## What to produce:
Repeat all of the records below line for line, without changing a single character.

━━ Data shown

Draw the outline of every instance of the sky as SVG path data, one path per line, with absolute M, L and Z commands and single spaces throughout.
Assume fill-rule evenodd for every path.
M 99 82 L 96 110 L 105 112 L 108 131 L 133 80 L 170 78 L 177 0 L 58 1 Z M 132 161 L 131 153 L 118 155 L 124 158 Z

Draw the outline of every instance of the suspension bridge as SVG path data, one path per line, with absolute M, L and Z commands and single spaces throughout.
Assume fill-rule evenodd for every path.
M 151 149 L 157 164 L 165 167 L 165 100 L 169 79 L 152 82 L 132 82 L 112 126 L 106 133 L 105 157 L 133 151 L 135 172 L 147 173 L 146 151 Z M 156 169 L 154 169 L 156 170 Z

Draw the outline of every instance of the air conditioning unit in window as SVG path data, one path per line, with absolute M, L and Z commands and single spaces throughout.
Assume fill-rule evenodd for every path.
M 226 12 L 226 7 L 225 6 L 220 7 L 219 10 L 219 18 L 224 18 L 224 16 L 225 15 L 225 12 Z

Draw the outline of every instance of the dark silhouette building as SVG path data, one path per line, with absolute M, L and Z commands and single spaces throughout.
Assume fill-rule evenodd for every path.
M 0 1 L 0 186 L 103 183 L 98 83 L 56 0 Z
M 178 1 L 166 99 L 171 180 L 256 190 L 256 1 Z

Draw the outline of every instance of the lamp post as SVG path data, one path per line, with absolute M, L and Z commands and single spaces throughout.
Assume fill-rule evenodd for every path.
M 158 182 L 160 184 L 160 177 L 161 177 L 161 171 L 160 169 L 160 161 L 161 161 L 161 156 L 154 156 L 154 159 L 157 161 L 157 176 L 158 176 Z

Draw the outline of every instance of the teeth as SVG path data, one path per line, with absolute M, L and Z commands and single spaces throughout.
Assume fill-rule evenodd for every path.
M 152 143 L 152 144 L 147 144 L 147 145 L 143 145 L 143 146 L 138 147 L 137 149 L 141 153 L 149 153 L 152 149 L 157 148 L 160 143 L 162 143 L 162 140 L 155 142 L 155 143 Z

━━━━

## Task result:
Draw the outline of every instance of the sky as SVG path data, one path per line, with absolute M, L and Z commands and single spaces throughout.
Assume fill-rule evenodd for every path.
M 99 82 L 96 110 L 105 112 L 108 131 L 133 80 L 170 78 L 177 0 L 58 1 Z M 132 161 L 131 153 L 118 155 L 124 158 Z

Draw the outline of every instance of the suspension bridge as SVG path data, one path per line, with absolute M, L and Z commands and single spaces throughout.
Assume fill-rule evenodd for every path.
M 151 149 L 157 164 L 165 167 L 165 100 L 169 79 L 152 82 L 132 82 L 112 126 L 106 133 L 105 157 L 133 151 L 135 172 L 147 173 L 146 151 Z M 156 169 L 154 169 L 156 170 Z

Draw the outline of every instance of the air conditioning unit in window as SVG path data, one path per line, with absolute M, L and Z commands and single spaces throughout.
Assume fill-rule evenodd for every path.
M 226 12 L 226 7 L 225 6 L 220 7 L 219 10 L 219 18 L 224 18 L 224 16 L 225 15 L 225 12 Z

Draw the outline of every instance of the dark silhouette building as SVG path data, one path per line, with absolute M, L and Z commands and single spaces throughout.
Assume fill-rule evenodd for every path.
M 0 1 L 0 186 L 103 183 L 98 83 L 56 0 Z
M 178 1 L 166 99 L 171 180 L 256 190 L 256 1 Z

Draw the outline of every instance of the lamp post as SVG path data, one path per line, with absolute M, L and Z commands and single spaces throughout.
Assume fill-rule evenodd for every path.
M 158 182 L 160 184 L 160 177 L 161 177 L 161 171 L 160 169 L 160 161 L 161 161 L 161 156 L 154 156 L 154 159 L 157 161 L 157 176 L 158 176 Z

Draw the outline of every instance of the teeth as SVG path data, one path per line, with absolute M, L and Z commands and single spaces throughout.
Assume fill-rule evenodd for every path.
M 152 143 L 152 144 L 147 144 L 147 145 L 143 145 L 143 146 L 138 147 L 137 149 L 141 153 L 149 153 L 152 149 L 157 148 L 160 143 L 162 143 L 162 140 L 155 142 L 155 143 Z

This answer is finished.